» **EXERCISE BRIEF**
Please render everything from the row containing "In this photo, where can the tree be" down to the final row, inclusive, as a Markdown table with the columns Number and Row, numbering each row and leaving out blank lines.

» **EXCERPTED DATA**

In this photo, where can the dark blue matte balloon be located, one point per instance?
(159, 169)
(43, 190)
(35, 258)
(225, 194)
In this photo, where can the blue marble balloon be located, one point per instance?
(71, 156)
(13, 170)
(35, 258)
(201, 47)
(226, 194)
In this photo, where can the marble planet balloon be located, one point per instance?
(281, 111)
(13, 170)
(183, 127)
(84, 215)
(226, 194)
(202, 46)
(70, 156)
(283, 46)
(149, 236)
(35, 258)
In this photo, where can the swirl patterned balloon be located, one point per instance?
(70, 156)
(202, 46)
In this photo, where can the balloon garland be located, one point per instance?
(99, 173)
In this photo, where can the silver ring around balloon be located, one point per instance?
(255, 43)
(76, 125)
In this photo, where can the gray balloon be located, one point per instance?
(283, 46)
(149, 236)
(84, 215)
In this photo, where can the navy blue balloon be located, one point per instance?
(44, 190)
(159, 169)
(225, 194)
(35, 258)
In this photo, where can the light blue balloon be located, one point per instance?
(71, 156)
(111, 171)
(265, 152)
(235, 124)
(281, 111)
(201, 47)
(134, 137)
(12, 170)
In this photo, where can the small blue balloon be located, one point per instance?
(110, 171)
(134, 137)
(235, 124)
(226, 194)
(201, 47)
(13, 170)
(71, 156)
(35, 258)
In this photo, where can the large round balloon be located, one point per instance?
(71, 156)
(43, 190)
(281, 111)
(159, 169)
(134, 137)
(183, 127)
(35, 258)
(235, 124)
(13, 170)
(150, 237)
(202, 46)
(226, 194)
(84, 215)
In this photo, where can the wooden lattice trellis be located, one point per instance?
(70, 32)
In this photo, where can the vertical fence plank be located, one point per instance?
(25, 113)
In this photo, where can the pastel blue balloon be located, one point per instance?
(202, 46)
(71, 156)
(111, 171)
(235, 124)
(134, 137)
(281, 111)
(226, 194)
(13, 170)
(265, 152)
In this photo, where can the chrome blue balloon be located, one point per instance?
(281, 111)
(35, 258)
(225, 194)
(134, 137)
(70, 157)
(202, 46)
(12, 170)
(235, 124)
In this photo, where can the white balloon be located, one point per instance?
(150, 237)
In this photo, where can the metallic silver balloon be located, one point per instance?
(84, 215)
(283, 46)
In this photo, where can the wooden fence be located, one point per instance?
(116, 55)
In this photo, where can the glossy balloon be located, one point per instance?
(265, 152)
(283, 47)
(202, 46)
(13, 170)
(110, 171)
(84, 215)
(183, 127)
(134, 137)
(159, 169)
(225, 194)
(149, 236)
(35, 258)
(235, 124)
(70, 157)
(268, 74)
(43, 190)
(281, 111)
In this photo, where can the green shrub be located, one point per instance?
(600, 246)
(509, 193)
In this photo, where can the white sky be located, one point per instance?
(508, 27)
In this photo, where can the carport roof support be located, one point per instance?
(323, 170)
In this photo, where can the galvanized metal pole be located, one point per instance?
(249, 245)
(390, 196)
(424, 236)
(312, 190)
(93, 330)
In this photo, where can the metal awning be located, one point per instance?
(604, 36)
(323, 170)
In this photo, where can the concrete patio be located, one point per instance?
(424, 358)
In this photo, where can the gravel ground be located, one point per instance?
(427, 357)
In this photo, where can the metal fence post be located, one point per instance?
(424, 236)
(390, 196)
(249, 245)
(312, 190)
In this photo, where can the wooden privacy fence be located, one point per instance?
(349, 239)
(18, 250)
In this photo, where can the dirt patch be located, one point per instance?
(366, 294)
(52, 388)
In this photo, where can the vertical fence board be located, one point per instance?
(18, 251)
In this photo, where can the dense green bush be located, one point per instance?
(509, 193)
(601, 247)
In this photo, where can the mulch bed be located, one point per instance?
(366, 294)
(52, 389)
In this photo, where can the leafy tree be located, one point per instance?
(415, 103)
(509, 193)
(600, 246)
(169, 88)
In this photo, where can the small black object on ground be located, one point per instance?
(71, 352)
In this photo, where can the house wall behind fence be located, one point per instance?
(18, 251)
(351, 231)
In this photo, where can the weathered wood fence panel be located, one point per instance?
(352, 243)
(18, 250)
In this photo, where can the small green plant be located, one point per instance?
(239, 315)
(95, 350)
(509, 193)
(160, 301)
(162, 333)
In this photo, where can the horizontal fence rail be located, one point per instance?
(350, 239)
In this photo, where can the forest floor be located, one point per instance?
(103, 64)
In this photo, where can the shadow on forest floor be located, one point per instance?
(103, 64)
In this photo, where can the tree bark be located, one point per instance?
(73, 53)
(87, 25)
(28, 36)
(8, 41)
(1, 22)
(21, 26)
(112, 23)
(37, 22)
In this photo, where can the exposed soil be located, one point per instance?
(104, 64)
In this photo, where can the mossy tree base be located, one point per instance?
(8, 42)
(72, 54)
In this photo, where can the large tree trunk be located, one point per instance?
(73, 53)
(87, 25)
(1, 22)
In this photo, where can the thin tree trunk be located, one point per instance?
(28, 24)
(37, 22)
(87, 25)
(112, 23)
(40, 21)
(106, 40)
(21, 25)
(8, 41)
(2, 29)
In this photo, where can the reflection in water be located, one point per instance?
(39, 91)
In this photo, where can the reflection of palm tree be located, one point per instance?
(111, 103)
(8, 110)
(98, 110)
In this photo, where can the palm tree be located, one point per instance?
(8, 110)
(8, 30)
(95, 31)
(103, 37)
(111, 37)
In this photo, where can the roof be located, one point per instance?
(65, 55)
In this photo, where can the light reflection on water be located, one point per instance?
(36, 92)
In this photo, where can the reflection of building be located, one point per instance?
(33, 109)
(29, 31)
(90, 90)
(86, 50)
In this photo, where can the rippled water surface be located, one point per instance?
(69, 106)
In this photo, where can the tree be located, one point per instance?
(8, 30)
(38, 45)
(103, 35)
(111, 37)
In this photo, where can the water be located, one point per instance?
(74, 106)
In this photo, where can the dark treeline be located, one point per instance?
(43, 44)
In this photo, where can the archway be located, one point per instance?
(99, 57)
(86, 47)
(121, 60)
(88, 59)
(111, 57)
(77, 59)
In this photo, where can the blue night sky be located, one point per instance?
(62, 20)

» **COMPLETE RESPONSE**
| Number | Row |
|---|---|
| 1 | In this photo, where can the tree be located, one point per instance? |
| 2 | (8, 30) |
| 3 | (38, 45) |
| 4 | (103, 35) |
| 5 | (111, 37) |
| 6 | In this photo, where can the water be located, one point per instance? |
| 7 | (74, 106) |
| 8 | In this photo, where can the dark treeline be located, one point per instance? |
| 9 | (43, 44) |
| 10 | In this photo, where can the archway be located, one point per instance? |
| 11 | (99, 57) |
| 12 | (86, 47) |
| 13 | (121, 60) |
| 14 | (88, 59) |
| 15 | (111, 57) |
| 16 | (77, 59) |
| 17 | In this photo, where can the blue night sky be located, one point per instance? |
| 18 | (62, 20) |